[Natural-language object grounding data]
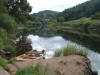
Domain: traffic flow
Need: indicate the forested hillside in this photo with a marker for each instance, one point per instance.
(86, 9)
(14, 15)
(47, 14)
(80, 23)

### Problem requirements
All of the lines above should be retyped precisely, apart from the pictures.

### Result
Domain: traffic flow
Need: indicate the forested hillside in this photo with a marker for each instance, one point per instance.
(86, 9)
(14, 15)
(47, 14)
(80, 23)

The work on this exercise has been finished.